SET PROBLEM | Give back the whole listing exactly as shown.
— START —
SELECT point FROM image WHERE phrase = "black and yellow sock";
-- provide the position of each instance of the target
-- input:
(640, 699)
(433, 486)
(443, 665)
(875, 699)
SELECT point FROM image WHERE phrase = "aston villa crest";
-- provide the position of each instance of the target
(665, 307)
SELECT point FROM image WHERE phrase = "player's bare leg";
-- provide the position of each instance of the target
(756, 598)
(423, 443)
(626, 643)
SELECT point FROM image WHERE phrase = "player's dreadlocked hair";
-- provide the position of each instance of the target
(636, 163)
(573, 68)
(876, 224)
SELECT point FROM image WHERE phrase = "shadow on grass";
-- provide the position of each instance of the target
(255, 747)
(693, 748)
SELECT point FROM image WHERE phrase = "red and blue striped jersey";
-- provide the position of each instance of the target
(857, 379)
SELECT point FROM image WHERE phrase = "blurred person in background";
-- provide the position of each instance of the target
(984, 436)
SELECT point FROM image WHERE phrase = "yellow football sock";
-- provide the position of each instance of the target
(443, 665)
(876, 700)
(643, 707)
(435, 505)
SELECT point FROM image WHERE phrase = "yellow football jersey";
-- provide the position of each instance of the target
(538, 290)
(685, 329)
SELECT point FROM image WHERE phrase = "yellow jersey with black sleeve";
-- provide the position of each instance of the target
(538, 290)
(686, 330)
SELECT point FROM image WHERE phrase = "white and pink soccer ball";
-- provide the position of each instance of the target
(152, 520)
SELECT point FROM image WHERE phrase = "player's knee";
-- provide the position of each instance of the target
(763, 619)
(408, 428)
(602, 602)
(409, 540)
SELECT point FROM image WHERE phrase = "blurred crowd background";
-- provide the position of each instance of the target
— END —
OUTPUT FOR THIS EXERCISE |
SELECT point FROM image WHERE phrase = "black and yellow sock";
-- provide the position of each instance of the target
-- input:
(640, 699)
(433, 486)
(443, 665)
(875, 699)
SELECT point FROM image WHERE phrase = "aston villa crest";
-- provide the position of each instance of the target
(665, 307)
SELECT point FROM image WHERE phrase = "player's bare leg";
-- provide the position of each instance of the target
(756, 598)
(423, 443)
(626, 643)
SELECT point FROM image WHERE phrase = "player's dreadlocked hair";
-- provide the position of each instance of the target
(636, 163)
(573, 68)
(876, 224)
SELECT point FROM image WHERE phrase = "shadow on grass";
-- provide the position of each instance of the target
(255, 747)
(693, 748)
SELECT point FROM image WHERE phrase = "red and blue striped jersey";
-- provide the position of each instance of the target
(857, 379)
SELECT point FROM image WHERE phrase = "blurred person in background";
-- provide the position of each instance of the target
(984, 436)
SELECT point FROM image WHERE phrase = "yellow football sock";
-- provide the position of each instance of the target
(443, 665)
(876, 700)
(643, 707)
(435, 505)
SELECT point FROM image WHERE phrase = "yellow football jersey";
-- provide the position of each instance of the target
(538, 290)
(685, 329)
SELECT point FROM image WHERE phrase = "yellow jersey with black sleeve";
-- provide the position of each instance of the target
(538, 290)
(686, 330)
SELECT point FROM image WHERE phrase = "white and pink soccer ball";
-- provide the position of each instance of the target
(152, 520)
SELECT point FROM image WHERE phrase = "player's knee";
-- provide the position of each instance of the target
(763, 619)
(408, 428)
(602, 602)
(409, 540)
SELECT point FROM image WHERE phrase = "blurred crowd background";
-- provide the position of each instance of the target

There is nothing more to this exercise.